Jean-Marc Offner dirige l'A'urba, l'agence d'urbanisme Bordeaux Aquitaine, depuis 2009.
Jean-Marc Offner dirige l'A'urba, l'agence d'urbanisme Bordeaux Aquitaine, depuis 2009. (Crédits : Aurba)

LA TRIBUNE - Pourquoi écrire cet essai "Anachronismes urbains" (*) en 2020 ?

Jean-Marc OFFNER - C'est un peu le privilège de l'âge avec près de 40 ans passés dans le monde de l'urbanisme et de la recherche. En quatre décennies le monde a beaucoup changé mais, en revanche, le discours technique et politique sur les questions urbaines est resté très stable. Les mots d'ordre, les injonctions, les slogans de l'urbanisme sont restés les mêmes depuis la fin des années 1960 : la lutte contre l'étalement urbain, le transport collectif comme élément structurant, la volonté d'une France de propriétaires, etc. Pourtant, quand on regarde la réalité aujourd'hui, elle est différente des discours : l'étalement urbain a bien eu lieu et la croissance de la motorisation individuelle aussi pendant qu'on fait circuler des TER vides et que la crise du logement n'es pas résolue. On constate donc un retard permanent de l'action publique à prendre conscience des évolutions du monde. Les doctrines qui avaient un sens à un moment donné deviennent anachroniques.

Au fond, vous dressez un constat d'échec des politiques publiques à agir en matière d'aménagement du territoire...

Oui, il y a un constat d'échec dans plusieurs domaines notamment dans le logement. La crise du logement est toujours là aujourd'hui ce qui signifie que les politiques publiques menées depuis 40 ans n'ont pas eu les effets escomptés. Mais le second constat, qui est le plus important puisqu'on ne peut pas réécrire le passé, c'est celui de l'absence d'une prise de conscience de l'évolution du monde et de l'inadéquation de ces doctrines de politiques publiques au regard des mutations territoriales, sociétales et économiques. Le résultat c'est une action publique qui se trompe doublement puisqu'elle ne révise ni sa représentation du monde, ni ses dogmes d'action.

Face à ce constat, dans quelle direction faut-il aller ?

La première étape est de modifier les outils qui aboutissent à ces représentations du monde. Je pense en particulier aux cartes qui décrivent un monde très particulier, un monde de la parcelle, du cadastre, des stocks et pas des flux. Il faut arriver à se représenter le monde différemment en prenant en compte les flux économiques, les mouvements de population et de marchandises, le fonctionnement des réseaux, etc. Il faut faire évoluer nos méthodes, changer nos lunettes !

C'est une critique surprenante venant d'un directeur d'une agence d'urbanisme qui produit beaucoup de cartes justement...

Oui, mais nous essayons de réaliser des cartes qui représentent autre-chose comme dans notre Atlas de l'espace métropolitain qui donne à voir des flux, des interdépendances et des réseaux. Mais je crois beaucoup que nous, en tant que professionnel, avons un rôle important à jouer pour faire évoluer ces outils qui structurent la manière de voir la réalité, au-delà des périmètres administratifs.

____

TRAVAIL DEMANDÉ:
1/ Répondez aux questions suivantes à partir de l'entretien.
(a) Depuis quelle année Jean-Marc Offner dirige-t-il l'A'urba ?
(b) Quels outils cite-t-il en particulier parmi ceux qu'il faut modifier en premier ?
(c) Qu'est-ce que l'Atlas de l'espace métropolitain donne à voir ?
2/ Indiquez si chaque affirmation concorde avec l'entretien. Répondez par oui ou par non et citez les mots du texte qui tranchent.
(a) Selon Jean-Marc Offner, le discours technique et politique sur les questions urbaines a beaucoup changé en quatre décennies.
(b) Il juge que le second constat est le plus important.
(c) Il affirme que la crise du logement est aujourd'hui derrière nous.
3/ D'après l'entretien, pourquoi Jean-Marc Offner considère-t-il le second constat comme le plus important ? Répondez en une à trois phrases.

Étiquettes des points d'objet:

____

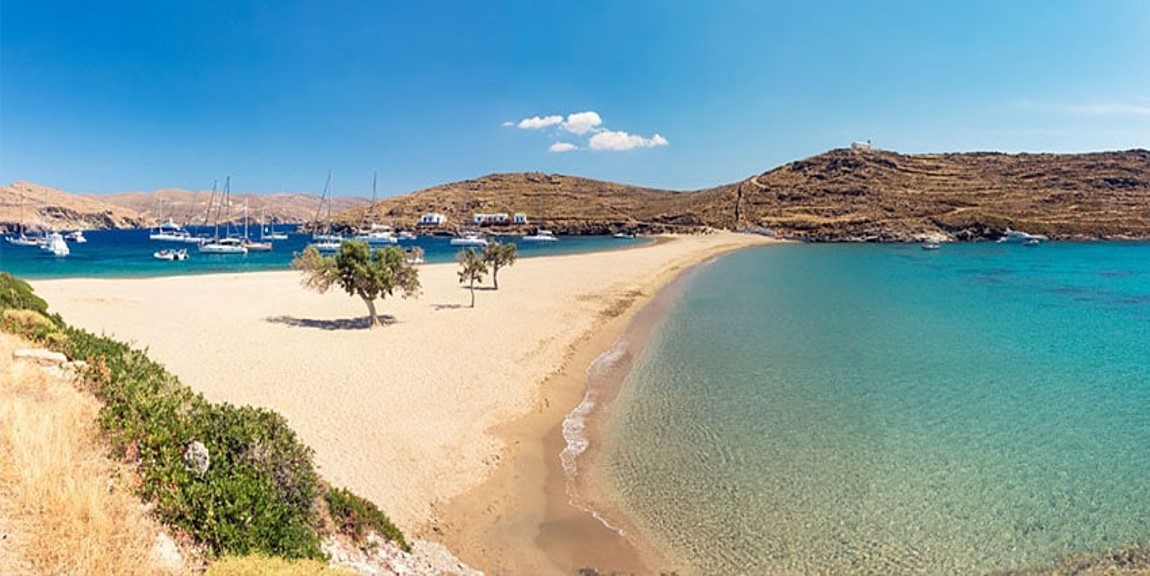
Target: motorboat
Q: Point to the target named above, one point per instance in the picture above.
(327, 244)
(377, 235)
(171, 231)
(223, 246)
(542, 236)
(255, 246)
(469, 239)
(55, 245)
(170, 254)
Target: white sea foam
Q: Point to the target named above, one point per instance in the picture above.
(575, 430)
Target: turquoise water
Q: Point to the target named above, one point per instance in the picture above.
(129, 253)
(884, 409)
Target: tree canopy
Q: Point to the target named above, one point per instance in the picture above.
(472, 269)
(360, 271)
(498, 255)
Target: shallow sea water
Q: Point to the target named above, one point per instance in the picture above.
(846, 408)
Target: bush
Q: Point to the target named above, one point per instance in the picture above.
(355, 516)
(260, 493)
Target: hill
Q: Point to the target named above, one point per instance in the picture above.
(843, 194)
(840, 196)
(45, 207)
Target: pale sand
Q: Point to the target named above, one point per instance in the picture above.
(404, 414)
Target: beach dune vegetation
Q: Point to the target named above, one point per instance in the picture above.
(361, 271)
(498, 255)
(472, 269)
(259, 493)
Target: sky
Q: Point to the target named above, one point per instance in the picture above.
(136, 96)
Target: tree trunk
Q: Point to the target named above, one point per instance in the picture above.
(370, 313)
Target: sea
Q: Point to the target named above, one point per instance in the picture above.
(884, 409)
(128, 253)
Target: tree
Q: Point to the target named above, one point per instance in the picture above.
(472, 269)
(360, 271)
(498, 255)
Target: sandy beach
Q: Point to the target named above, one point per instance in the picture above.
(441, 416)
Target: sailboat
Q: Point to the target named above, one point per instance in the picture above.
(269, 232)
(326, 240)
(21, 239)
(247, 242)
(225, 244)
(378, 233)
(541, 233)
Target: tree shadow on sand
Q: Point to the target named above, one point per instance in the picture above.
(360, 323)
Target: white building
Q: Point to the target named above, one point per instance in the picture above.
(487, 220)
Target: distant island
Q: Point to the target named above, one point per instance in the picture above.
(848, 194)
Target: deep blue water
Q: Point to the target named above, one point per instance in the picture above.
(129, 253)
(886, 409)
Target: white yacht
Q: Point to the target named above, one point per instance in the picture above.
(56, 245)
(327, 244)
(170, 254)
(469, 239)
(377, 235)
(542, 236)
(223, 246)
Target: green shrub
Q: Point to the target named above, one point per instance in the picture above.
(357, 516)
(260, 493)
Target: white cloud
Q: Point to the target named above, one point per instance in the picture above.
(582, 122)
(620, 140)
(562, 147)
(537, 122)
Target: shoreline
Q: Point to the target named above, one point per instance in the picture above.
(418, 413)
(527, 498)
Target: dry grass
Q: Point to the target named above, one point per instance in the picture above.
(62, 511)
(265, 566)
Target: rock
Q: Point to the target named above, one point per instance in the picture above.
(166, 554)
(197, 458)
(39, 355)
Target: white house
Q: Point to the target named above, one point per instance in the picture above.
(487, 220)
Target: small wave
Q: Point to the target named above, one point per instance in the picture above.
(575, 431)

____

CORRIGÉ DE L'EXERCICE:
1/
(a) Depuis 2009.
(b) Les cartes.
(c) Des flux, des interdépendances et des réseaux.

2/
(a) Non : « le discours technique et politique sur les questions urbaines est resté très stable ».
(b) Oui : « le second constat, qui est le plus important puisqu'on ne peut pas réécrire le passé ».
(c) Non : « La crise du logement est toujours là aujourd'hui ».

3/ Le second constat porte sur l'absence de prise de conscience de l'évolution du monde et sur l'inadéquation des doctrines de politiques publiques. Jean-Marc Offner le juge le plus important parce qu'on ne peut pas réécrire le passé.